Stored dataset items
+ + + +

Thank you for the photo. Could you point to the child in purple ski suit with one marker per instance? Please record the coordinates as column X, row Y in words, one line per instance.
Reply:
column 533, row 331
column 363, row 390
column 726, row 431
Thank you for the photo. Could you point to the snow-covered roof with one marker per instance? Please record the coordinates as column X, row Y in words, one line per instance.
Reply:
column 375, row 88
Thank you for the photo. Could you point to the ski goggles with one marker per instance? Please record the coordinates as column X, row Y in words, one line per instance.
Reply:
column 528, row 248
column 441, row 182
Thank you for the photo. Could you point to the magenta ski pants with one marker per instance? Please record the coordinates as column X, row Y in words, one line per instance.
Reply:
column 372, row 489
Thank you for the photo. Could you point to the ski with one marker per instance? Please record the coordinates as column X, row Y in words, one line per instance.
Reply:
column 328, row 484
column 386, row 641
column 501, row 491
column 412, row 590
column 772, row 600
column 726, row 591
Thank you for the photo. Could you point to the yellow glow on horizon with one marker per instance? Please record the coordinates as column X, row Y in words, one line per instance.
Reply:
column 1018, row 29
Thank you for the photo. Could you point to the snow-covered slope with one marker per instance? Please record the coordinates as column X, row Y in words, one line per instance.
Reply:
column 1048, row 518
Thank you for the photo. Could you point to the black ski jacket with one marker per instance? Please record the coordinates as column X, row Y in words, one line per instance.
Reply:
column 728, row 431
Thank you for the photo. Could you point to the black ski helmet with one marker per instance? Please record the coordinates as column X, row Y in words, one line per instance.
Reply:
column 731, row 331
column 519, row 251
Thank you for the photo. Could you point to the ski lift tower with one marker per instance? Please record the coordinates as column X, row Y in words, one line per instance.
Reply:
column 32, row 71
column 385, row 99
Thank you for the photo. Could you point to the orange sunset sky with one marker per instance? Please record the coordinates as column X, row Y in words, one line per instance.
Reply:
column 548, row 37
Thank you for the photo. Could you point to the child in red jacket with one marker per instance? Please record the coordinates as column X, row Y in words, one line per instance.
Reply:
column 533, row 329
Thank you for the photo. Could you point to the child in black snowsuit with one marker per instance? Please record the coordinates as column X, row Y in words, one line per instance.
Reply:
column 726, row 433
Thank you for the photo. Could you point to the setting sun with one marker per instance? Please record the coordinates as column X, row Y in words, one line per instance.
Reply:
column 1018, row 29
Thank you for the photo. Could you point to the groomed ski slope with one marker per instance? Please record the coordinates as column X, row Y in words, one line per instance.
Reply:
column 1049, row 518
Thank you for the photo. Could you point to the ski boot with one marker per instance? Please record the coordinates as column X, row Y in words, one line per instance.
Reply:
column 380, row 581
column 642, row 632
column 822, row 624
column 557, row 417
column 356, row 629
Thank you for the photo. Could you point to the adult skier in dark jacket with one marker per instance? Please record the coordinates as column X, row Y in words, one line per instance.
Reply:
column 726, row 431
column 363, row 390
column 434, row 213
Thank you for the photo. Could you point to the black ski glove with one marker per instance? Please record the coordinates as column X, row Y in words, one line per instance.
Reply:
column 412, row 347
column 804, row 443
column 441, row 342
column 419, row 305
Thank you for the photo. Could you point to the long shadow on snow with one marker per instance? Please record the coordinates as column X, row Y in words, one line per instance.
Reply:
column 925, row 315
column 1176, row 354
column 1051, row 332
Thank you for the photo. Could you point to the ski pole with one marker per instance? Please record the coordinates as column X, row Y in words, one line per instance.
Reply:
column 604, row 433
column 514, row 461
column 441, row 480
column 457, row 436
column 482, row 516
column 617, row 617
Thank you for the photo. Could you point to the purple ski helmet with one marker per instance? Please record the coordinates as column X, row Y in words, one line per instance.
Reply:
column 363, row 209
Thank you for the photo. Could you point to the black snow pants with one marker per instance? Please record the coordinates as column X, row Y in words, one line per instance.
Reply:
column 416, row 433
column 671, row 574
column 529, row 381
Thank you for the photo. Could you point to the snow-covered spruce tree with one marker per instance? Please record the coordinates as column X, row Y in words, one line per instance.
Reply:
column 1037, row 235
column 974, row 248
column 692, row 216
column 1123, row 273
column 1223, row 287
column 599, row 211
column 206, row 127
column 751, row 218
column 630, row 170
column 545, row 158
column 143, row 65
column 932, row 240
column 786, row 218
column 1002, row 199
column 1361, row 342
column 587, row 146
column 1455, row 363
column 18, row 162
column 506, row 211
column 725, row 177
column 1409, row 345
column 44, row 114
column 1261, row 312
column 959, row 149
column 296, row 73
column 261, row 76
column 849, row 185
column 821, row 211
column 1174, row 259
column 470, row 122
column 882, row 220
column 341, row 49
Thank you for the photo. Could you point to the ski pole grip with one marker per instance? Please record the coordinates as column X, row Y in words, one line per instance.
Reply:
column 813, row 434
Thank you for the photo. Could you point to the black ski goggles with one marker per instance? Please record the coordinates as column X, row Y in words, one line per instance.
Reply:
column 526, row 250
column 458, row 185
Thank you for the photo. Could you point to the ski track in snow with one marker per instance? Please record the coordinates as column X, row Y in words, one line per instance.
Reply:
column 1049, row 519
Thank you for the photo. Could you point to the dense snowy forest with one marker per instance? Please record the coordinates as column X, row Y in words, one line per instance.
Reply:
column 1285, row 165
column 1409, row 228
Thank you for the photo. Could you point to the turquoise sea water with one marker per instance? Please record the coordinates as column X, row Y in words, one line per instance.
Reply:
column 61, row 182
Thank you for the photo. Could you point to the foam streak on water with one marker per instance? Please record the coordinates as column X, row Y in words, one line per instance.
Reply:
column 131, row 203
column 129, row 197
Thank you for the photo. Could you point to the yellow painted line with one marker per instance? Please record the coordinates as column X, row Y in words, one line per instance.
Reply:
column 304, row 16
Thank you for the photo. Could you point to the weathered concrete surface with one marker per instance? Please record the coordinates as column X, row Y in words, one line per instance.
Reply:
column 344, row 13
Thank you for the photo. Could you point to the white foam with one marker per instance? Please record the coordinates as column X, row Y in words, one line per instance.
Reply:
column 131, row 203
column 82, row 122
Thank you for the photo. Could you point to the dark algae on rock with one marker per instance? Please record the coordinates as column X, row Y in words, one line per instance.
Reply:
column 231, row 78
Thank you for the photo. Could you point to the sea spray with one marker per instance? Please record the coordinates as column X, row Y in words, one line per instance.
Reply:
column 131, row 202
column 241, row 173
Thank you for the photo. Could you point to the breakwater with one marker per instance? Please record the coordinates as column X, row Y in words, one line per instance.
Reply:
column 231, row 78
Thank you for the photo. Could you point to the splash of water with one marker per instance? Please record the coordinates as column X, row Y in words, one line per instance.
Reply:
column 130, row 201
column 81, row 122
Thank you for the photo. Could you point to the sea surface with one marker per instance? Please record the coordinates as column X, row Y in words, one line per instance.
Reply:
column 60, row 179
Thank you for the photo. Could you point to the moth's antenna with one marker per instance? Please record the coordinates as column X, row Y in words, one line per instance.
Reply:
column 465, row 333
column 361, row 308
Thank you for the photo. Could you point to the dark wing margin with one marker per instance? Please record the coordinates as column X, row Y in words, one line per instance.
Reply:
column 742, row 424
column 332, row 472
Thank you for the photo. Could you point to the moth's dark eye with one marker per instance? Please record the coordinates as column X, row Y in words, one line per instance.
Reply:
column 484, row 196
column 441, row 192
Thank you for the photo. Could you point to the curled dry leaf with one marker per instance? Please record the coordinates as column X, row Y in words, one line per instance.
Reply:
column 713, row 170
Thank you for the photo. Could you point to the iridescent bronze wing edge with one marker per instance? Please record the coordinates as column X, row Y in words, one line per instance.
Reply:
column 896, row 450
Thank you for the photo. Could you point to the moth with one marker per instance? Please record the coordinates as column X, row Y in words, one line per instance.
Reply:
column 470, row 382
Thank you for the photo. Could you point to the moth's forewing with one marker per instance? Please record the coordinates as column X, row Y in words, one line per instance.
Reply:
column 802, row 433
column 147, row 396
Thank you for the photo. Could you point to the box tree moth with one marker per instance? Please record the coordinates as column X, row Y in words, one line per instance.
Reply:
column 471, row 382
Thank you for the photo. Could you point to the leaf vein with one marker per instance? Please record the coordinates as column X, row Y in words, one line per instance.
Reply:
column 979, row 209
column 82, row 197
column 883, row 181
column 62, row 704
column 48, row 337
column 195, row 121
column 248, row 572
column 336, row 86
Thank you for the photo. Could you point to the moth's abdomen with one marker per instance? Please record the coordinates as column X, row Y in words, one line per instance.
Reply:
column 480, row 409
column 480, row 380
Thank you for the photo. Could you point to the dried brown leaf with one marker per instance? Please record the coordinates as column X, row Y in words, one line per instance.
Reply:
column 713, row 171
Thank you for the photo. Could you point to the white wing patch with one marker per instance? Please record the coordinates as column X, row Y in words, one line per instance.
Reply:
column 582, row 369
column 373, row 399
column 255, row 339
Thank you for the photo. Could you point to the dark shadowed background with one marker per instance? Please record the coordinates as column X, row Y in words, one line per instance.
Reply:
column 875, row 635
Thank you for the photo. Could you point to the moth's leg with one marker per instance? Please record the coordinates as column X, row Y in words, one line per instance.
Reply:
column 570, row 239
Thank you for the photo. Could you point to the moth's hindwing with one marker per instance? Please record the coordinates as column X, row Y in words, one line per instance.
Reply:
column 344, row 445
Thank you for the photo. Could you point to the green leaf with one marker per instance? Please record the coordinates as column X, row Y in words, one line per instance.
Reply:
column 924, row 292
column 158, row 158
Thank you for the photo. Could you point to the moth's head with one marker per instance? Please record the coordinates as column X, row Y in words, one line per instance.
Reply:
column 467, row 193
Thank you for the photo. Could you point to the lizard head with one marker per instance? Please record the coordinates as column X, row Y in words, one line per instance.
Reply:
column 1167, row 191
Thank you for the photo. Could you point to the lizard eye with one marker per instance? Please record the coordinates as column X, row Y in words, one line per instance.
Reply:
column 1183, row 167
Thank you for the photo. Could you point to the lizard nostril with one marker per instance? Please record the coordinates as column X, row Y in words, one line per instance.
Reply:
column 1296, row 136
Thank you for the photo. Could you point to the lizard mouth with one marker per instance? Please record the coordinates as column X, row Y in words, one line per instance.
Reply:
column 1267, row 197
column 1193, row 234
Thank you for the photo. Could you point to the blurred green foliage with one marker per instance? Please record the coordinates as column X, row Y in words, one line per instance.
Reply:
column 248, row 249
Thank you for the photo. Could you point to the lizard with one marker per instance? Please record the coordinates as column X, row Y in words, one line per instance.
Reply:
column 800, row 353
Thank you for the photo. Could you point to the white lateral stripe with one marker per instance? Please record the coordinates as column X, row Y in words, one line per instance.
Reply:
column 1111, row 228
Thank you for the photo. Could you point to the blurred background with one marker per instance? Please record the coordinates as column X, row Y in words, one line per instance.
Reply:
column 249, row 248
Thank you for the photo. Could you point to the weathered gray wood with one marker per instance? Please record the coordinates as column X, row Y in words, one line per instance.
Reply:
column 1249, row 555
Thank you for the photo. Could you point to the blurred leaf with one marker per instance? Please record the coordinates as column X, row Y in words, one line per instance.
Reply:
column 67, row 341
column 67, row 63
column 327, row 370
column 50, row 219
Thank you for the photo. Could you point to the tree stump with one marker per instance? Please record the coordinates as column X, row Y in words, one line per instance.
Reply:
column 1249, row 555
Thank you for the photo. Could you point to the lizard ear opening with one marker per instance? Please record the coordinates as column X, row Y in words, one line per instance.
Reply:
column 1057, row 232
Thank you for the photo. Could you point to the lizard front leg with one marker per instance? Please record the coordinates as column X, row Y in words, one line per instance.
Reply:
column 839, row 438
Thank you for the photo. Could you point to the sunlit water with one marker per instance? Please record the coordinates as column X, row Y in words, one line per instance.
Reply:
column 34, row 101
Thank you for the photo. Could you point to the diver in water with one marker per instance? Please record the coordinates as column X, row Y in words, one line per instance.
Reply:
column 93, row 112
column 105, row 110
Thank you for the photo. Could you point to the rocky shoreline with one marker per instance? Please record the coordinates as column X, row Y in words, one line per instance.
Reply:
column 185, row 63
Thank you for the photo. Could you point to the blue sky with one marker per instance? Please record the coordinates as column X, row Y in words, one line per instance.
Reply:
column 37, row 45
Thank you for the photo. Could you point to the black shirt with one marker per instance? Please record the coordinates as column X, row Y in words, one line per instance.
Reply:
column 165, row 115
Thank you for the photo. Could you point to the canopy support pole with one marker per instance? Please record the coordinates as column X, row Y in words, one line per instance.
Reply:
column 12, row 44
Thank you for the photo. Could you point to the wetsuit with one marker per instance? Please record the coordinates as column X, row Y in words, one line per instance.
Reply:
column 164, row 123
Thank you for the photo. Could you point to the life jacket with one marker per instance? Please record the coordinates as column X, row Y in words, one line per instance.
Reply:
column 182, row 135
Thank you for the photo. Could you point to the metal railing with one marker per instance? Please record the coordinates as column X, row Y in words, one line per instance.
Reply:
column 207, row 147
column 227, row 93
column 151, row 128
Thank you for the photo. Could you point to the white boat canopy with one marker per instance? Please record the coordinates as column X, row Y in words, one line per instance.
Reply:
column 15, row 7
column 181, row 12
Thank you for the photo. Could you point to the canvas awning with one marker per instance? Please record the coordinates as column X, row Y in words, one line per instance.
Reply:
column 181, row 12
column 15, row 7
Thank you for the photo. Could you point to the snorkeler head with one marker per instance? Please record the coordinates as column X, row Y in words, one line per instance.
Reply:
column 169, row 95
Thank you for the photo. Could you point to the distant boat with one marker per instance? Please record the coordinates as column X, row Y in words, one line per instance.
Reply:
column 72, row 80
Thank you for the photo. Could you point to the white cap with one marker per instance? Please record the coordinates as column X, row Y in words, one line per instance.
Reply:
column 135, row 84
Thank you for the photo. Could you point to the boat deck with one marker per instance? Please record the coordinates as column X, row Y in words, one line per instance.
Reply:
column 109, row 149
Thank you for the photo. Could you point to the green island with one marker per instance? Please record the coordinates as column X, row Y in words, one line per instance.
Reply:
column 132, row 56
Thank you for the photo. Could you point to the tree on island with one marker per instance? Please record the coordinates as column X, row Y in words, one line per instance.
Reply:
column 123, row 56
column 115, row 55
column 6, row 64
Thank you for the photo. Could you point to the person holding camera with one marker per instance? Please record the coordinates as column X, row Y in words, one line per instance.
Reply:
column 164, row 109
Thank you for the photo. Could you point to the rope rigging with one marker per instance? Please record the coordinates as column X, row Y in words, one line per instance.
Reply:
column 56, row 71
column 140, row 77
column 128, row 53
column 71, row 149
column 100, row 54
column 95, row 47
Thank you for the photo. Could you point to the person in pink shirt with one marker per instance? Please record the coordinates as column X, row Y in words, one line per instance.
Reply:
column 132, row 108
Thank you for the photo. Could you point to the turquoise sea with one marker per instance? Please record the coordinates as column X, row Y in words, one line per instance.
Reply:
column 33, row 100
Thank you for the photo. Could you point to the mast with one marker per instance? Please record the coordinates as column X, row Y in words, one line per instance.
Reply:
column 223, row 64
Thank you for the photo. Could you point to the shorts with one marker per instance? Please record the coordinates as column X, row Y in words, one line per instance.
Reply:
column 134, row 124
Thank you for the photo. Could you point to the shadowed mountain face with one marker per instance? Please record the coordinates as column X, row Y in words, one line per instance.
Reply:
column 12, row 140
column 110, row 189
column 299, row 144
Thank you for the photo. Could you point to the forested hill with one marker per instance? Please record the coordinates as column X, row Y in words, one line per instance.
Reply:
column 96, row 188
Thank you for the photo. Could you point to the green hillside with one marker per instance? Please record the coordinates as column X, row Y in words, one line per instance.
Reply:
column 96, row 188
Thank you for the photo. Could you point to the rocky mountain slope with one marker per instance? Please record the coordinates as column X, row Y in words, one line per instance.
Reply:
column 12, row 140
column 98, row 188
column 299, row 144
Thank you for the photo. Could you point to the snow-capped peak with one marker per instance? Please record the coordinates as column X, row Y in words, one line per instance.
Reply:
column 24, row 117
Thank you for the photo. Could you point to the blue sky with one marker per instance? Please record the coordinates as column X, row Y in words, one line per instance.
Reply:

+ + + +

- Goal -
Print again the material above, limited to the lines from the one holding "the rocky mountain" through the last, inclusive.

- Worked answer -
Thank you for the photo. Could you point to the rocky mountain slope with one marker per instance? Please record the coordinates as column X, row Y in words, one line per instance.
Reply:
column 12, row 140
column 98, row 188
column 299, row 144
Thank you for the photo. Could you point to the snow-capped peak with one marker per instance? Please record the coordinates as column X, row Y in words, one line per instance.
Reply:
column 24, row 117
Thank you for the photo. Could you point to the blue sky with one marker per instance? Please record the coordinates as column X, row Y in words, one line per instance.
Reply:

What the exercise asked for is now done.